> [READING PASSAGE]
----
Question

What is the product in simplest form? State any restrictions on the variable. Please help? medal
(x^2+7x+10)/(x+3) * (x^2-3x-18)/(x^2+x-2)

Answer 1

First, factor x²+7x+10, x²-3x-18 and x²+x-2.
Then write as one fraction (multiply numerators, denominators)
Then cancel the common factors of numerator and denominator.
Then: you're done!

Answer 2

E.g. x²+7x+10=(x+2)(x+5), you know, sum of 2 and 5 is 7, product is 10

Answer 3

(of course, you still have to state restrictions...)

Answer 4

im confused...
----
> [RECORDS SHOWN]
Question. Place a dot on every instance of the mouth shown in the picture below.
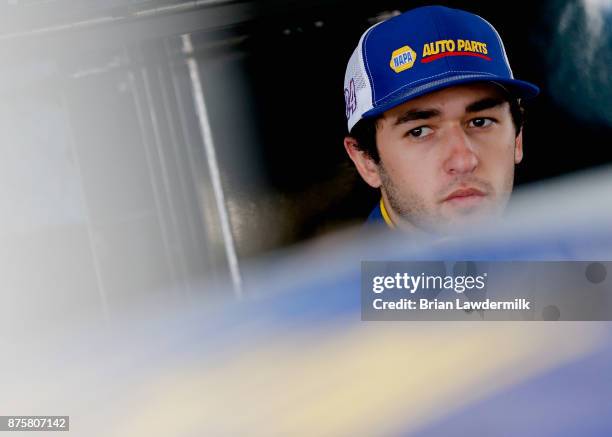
----
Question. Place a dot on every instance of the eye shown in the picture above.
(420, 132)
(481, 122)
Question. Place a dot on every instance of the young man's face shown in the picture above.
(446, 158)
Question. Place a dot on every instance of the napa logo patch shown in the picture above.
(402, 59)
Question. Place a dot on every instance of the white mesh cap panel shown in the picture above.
----
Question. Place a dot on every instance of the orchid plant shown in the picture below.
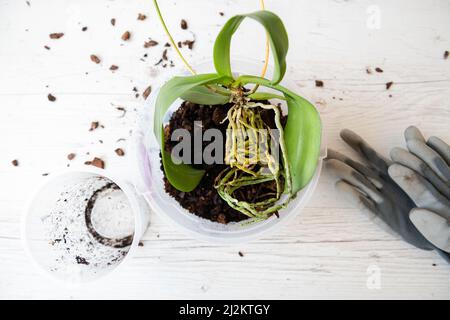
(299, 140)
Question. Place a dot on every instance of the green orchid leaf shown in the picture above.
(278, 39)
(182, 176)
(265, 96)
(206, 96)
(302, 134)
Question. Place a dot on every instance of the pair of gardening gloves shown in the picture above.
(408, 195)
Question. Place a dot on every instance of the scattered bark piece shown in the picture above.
----
> [PROBLEM SET]
1) In the rational expression thread, what factored form is given for x²+7x+10?
2) In the rational expression thread, turn the paragraph beginning "First, factor" into a short list of steps that keeps its main points.
3) Transcribe the stretch of the rational expression thread from "First, factor x²+7x+10, x²-3x-18" through "Then: you're done!".

> [THE ANSWERS]
1) (x+2)(x+5)

2)
- Factor x²+7x+10, x²-3x-18 and x²+x-2.
- Write the product as one fraction by multiplying the numerators and the denominators.
- Cancel the factors common to the numerator and denominator.
- The problem is then finished.

3)
First, factor x²+7x+10, x²-3x-18 and x²+x-2.
Then write as one fraction (multiply numerators, denominators)
Then cancel the common factors of numerator and denominator.
Then: you're done!